Required work —
a - According to the text about Dr. Kay, whom does Gaffney suggest Dr. Kay should replace, and in what post?
b - Reproduce the text about Dr. Kay from "On the February" up to and including "through an independent commission.", substituting "anchor" for "host".

───── Text segment ─────

Having served the administration well before the invasion and during the occupation, according to administration comments, Dr. Kay is now essentially taking the heat off the president. Right wing columnist David Limbaugh claimed in a column that Kay vindicated the president.

Frank Gaffney, president of the Center for Security Policy, went a step further. Relieved that Dr. Kay wasn't chastised by the administration Gaffney suggests that he should be rewarded. "The president should…feel grateful…both for his past, courageous public service and for his present candor. And there is no better, or more appropriate, way to express his appreciation than to ask him to replace George Tenet as Director of Central Intelligence (DCI)," Gaffney wrote in a recent National Review Online column.

Gaffney: "For example, Dr. Kay has made clear that, if there is fault to be found over Iraq's weapons of mass destruction, the blame should lie with those intelligence officials who produced the faulty data, not those policymakers who made decisions on the basis of it. As he told National Public Radio last Sunday, 'It's an issue of the capabilities of one's intelligence service to collect valid, truthful information.'"

According to Gaffney, "in congressional testimony" Kay said he thought "the intelligence community owes the president [an apology] rather than the president owing [one to] the American people." Gaffney says Kay warned Bush's critics that, "We have to remember that this view of Iraq was held during the Clinton administration and didn't change in the Bush administration. It is not a political 'got you' issue. It is a serious issue of how you could come to the conclusion that is not matched by the [facts]."

On the February 1st edition of Fox News Sunday, host Chris Wallace asked Dr. Kay whether intelligence analysts were "pressured" into finding that Iraq had WMD. The only way we will find out the answers to that question and many other would be through an independent commission.

Democratic presidential candidate Sen. John Kerry wants to know if the Bush Administration deliberately misled Congress Asked whether the Bush Administration deliberately misled Congress as Senator John Kerry (D-Massachusetts) has charged, Dr. Kay reiterated his call for an independent commission. Dr. Kay: "I think we've got two things to look at: How did the bulk of the analysts come to a conclusion that turns out to be wrong? And what is the process for feeding to top-level decision makers the majority opinion and caveats, minority opinions, as they exist? Clearly there were failures on both."

Despite no WMD, Dr. Kay is sticking to his story that Iraq presented a great threat to the security of this country and the invasion of Iraq was a necessary endeavor: "I think Iraq was a dangerous place becoming more dangerous, because, in fact, what we observe is that the regime itself was coming apart," Dr. Kay told Wallace. "It was descending into worse…moral depravity and corruption. Saddam was isolated in a fantasy land capable of wreaking tremendous harm and terror on his individual citizens, but corruption, money gain was the root cause.

"At the same time that we know there were terrorist groups in state still seeking WMD capability. Iraq, although I found no weapons, had tremendous capabilities in this area. A marketplace phenomena was about to occur, if it did not occur; sellers meeting buyers. And I think that would have been very dangerous if the war had not intervened."

───── Entries provided ─────

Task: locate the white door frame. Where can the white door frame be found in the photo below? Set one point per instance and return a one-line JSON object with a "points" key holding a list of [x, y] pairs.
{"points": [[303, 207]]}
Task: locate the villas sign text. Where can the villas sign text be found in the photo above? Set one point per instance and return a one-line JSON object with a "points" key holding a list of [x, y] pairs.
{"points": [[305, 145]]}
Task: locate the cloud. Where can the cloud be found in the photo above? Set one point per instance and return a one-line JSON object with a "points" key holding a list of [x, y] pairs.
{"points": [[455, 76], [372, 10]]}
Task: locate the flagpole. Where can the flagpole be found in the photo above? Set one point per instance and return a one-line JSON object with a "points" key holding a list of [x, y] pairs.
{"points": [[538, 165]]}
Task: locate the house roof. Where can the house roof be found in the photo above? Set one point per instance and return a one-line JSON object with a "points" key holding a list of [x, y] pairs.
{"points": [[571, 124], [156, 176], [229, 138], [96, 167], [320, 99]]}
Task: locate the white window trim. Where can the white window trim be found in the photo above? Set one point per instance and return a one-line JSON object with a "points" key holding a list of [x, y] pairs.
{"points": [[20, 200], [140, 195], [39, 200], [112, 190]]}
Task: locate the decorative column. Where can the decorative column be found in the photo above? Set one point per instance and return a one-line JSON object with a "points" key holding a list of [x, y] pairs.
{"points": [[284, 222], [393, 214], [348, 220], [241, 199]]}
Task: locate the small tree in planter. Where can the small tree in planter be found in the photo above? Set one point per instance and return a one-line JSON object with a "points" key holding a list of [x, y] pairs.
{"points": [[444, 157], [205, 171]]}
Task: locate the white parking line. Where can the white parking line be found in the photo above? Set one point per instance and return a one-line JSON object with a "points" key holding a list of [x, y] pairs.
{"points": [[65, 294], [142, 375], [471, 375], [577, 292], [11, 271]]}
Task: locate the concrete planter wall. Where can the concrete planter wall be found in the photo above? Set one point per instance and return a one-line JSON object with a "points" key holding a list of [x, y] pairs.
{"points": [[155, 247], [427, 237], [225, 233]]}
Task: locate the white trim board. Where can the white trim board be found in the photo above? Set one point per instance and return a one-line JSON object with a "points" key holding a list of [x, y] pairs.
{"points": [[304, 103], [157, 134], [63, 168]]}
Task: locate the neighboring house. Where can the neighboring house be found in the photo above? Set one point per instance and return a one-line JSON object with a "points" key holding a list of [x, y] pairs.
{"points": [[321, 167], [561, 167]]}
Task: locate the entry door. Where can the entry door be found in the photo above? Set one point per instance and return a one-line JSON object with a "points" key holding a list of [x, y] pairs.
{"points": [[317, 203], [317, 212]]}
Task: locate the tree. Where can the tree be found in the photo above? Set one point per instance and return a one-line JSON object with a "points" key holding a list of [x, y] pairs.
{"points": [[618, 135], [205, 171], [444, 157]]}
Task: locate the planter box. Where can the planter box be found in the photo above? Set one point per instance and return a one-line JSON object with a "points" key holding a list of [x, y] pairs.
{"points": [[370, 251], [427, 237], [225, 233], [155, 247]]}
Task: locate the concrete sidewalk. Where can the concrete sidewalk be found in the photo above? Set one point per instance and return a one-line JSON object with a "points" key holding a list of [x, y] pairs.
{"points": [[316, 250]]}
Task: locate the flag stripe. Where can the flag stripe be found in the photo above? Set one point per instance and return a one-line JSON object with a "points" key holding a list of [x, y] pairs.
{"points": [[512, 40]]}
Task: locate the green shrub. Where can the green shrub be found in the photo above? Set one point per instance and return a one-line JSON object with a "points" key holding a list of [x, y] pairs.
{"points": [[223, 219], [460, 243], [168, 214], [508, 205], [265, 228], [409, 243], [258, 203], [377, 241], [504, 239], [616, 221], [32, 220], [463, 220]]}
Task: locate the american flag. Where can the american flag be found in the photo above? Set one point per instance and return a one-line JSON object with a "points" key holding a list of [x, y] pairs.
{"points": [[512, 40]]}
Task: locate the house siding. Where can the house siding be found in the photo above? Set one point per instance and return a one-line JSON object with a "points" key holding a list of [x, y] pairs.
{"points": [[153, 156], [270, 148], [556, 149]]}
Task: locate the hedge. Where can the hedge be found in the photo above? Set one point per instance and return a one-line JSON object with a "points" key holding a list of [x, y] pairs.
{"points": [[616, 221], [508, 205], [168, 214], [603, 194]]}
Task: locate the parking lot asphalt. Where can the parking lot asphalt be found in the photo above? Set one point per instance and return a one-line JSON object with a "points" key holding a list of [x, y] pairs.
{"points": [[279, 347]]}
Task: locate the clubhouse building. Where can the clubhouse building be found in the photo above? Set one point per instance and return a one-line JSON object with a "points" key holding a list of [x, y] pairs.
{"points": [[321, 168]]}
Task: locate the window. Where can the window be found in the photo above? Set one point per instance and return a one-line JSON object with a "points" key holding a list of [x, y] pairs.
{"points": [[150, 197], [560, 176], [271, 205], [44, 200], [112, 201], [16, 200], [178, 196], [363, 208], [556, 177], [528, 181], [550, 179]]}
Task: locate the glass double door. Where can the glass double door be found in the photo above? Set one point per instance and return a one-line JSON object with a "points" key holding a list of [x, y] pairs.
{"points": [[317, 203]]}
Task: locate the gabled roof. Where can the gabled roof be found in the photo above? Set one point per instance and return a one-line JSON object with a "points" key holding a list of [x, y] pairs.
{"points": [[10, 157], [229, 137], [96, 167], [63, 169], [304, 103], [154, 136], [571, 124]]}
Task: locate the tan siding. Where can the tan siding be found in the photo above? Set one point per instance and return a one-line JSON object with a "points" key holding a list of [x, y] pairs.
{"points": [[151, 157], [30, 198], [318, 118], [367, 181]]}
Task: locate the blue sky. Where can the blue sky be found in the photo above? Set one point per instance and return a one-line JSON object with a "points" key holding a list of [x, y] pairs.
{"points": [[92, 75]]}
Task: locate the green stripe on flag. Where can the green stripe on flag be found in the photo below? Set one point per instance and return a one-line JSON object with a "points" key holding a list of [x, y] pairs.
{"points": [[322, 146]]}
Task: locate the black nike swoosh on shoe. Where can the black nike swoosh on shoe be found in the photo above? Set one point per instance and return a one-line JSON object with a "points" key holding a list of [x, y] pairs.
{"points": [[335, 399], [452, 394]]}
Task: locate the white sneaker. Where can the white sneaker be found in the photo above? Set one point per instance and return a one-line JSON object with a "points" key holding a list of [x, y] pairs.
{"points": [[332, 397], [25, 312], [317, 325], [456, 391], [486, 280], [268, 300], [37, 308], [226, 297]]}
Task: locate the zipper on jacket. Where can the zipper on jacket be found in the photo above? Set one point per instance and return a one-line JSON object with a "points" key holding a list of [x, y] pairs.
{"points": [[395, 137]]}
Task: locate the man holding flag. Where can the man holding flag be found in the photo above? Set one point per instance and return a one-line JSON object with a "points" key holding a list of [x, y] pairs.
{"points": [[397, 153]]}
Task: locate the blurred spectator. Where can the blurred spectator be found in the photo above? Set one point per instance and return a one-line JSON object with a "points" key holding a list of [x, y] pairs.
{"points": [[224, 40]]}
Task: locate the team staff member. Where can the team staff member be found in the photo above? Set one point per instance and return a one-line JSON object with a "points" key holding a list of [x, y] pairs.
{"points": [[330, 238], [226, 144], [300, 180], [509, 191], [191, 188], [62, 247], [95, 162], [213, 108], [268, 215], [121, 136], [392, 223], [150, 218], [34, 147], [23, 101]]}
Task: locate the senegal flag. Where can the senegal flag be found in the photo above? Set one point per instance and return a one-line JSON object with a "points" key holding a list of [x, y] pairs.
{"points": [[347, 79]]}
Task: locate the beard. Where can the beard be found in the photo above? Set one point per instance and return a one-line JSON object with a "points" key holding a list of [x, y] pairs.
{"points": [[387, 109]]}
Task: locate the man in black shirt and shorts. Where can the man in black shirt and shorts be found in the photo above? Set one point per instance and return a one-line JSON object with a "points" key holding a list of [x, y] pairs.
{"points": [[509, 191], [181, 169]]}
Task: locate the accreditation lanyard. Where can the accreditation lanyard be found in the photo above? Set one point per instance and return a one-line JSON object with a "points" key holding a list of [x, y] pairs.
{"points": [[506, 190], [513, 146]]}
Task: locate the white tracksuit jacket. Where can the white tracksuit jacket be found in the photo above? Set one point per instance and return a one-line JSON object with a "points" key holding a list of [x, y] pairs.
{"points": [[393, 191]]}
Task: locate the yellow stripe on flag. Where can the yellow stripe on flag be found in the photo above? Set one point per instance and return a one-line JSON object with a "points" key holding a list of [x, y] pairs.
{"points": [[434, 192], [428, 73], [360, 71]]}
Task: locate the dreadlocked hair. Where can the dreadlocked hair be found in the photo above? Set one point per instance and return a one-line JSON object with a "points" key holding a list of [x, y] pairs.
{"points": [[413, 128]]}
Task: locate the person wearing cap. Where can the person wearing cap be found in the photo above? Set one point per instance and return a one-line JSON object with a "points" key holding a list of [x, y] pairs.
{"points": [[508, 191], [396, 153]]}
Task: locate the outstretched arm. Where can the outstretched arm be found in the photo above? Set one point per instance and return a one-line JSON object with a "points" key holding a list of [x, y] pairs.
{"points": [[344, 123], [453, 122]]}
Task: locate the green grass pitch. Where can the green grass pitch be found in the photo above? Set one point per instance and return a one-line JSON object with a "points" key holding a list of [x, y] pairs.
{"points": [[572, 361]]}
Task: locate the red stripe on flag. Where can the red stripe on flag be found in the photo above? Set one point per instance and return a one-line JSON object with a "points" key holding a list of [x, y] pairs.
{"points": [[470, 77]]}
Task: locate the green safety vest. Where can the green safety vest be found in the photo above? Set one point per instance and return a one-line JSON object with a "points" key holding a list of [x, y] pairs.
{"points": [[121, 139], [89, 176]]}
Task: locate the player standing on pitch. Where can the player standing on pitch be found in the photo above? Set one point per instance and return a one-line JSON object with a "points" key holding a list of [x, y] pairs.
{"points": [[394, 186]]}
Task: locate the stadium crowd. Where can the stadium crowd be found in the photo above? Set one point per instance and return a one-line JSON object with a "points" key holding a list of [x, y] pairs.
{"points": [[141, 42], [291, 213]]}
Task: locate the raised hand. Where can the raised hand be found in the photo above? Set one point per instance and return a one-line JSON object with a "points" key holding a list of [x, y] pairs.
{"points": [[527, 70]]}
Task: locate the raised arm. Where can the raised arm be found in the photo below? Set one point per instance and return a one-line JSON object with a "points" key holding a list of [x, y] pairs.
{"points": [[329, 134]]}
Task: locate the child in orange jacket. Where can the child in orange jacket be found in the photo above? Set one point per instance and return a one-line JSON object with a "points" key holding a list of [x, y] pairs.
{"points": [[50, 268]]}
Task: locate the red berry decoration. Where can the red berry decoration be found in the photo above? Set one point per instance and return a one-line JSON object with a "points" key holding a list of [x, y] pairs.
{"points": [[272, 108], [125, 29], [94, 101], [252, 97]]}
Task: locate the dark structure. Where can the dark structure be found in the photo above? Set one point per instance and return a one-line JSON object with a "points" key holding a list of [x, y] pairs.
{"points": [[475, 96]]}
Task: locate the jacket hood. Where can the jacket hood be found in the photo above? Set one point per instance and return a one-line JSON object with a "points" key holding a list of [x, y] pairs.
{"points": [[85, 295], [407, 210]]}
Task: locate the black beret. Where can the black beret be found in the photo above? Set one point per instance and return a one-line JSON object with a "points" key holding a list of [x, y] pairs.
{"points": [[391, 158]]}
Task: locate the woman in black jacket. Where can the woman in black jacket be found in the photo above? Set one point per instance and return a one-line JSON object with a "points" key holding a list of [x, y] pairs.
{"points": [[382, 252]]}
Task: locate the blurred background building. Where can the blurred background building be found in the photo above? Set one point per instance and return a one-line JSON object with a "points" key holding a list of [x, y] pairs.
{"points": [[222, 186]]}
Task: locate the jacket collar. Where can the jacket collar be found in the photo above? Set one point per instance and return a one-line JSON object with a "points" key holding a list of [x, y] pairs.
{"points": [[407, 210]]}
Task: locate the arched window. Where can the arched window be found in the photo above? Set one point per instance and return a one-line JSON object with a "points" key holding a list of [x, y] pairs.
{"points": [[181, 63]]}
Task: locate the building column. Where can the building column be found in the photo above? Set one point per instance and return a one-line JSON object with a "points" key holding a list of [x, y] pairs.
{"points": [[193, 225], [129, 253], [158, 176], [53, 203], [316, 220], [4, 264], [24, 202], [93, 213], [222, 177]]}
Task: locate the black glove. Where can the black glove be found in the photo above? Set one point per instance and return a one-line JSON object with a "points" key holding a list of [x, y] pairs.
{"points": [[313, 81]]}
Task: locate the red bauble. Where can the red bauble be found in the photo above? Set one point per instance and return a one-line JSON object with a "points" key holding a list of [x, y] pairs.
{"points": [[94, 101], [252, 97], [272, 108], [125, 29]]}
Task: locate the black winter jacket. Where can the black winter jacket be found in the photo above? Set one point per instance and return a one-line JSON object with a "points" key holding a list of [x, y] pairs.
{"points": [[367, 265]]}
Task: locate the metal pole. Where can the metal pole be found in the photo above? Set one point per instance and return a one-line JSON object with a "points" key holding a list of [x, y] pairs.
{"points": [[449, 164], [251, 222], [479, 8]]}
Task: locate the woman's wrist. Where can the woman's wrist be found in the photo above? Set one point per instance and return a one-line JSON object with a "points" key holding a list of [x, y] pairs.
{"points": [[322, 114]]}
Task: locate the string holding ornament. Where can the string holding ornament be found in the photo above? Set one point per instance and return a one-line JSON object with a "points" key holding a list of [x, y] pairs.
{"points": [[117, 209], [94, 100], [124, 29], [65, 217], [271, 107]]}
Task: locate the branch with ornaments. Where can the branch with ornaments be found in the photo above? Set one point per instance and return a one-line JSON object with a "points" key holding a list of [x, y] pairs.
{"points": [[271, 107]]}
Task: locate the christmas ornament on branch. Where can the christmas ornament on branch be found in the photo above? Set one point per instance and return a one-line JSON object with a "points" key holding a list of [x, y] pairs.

─────

Responses to the tasks —
a - George Tenet, as Director of Central Intelligence (DCI).

b -
On the February 1st edition of Fox News Sunday, anchor Chris Wallace asked Dr. Kay whether intelligence analysts were "pressured" into finding that Iraq had WMD. The only way we will find out the answers to that question and many other would be through an independent commission.